:: Work to be completed ::
Please show each line of the listing below that contains the word "sponsor", copied unchanged.

:: Data excerpts ::
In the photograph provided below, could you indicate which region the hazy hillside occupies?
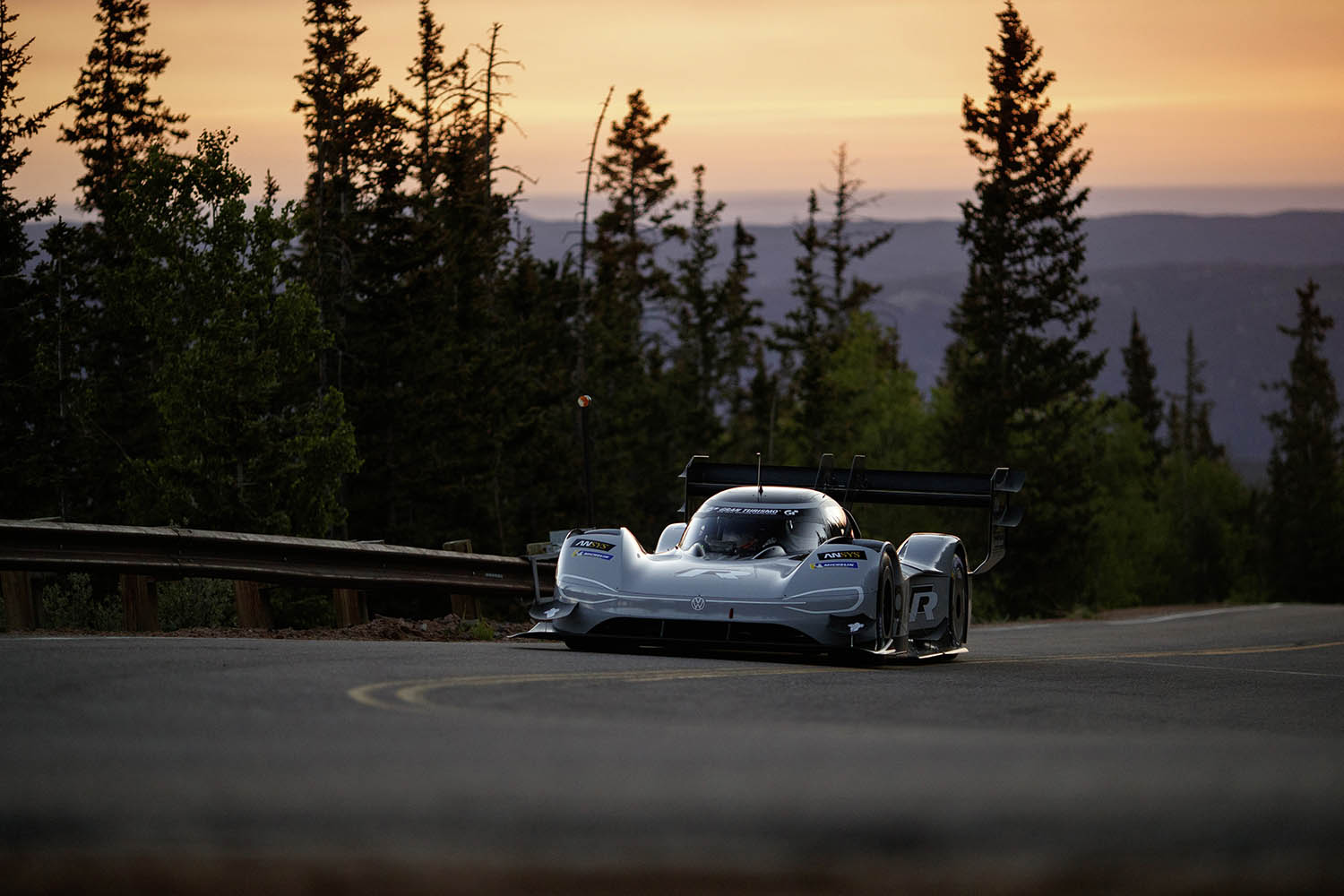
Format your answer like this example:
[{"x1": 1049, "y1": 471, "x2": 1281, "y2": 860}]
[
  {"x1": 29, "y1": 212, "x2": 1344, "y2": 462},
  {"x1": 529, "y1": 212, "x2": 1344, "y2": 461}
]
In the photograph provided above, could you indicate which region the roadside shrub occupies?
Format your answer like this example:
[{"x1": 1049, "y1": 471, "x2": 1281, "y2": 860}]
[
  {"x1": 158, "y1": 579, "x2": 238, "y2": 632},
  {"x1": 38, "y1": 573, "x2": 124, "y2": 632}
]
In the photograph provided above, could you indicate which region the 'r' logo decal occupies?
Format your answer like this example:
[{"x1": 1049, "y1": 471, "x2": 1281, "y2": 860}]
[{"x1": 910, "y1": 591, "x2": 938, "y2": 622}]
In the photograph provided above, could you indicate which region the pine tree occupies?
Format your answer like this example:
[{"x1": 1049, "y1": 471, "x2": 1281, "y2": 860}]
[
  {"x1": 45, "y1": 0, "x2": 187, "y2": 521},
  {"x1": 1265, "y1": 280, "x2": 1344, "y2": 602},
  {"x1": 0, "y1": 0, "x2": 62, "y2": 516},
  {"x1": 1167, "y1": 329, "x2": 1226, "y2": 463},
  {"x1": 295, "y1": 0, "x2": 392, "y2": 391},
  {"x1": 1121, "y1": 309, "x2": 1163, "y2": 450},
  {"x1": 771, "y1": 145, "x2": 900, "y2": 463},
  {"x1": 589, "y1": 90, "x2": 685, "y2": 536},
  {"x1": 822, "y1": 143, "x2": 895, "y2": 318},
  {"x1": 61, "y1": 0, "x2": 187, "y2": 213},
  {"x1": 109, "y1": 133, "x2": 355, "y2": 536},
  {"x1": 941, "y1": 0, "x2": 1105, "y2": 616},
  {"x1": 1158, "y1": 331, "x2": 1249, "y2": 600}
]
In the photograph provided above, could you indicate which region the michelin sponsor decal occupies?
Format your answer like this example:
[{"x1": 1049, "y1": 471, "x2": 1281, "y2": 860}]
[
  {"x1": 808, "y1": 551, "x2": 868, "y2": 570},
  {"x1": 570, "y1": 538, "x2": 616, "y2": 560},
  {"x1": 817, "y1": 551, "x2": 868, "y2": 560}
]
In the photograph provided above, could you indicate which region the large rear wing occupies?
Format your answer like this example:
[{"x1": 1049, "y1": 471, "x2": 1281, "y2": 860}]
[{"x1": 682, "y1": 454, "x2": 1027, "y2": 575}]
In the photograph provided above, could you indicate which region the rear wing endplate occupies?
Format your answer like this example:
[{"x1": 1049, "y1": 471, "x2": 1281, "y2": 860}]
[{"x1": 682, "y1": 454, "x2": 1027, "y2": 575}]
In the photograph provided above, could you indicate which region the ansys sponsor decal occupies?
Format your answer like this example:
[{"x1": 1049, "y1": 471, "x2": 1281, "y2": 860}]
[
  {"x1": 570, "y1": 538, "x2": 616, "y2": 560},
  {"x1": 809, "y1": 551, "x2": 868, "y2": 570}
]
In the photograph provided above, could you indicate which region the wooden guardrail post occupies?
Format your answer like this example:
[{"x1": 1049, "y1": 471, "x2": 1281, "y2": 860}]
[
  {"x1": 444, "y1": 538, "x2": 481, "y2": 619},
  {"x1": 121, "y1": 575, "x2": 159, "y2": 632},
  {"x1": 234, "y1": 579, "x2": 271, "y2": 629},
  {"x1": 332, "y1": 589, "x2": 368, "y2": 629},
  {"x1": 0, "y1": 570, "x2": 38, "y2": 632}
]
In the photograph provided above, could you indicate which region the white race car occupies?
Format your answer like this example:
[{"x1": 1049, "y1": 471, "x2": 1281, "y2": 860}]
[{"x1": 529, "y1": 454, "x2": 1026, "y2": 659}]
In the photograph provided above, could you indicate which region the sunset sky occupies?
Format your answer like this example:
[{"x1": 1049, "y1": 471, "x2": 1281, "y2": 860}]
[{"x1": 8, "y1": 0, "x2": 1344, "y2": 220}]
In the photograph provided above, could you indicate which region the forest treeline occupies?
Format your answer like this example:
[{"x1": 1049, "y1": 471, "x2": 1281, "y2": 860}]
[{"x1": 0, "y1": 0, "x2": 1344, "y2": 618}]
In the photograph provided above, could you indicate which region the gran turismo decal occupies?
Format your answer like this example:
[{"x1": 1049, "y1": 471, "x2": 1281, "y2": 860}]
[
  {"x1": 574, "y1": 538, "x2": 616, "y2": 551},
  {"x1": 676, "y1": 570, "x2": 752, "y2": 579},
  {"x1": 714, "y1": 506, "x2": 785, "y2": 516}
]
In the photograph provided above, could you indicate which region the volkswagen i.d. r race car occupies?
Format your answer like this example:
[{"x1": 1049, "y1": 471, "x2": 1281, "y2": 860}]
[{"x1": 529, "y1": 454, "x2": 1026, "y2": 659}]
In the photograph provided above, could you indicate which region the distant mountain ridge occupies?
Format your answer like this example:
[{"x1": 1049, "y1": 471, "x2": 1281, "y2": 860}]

:: Finished exercise ::
In the photograph provided above, could you indicate which region the michelin sponsor decal occupies?
In the photograph provided above, could you indicate which region the ansys sponsor decal occupies?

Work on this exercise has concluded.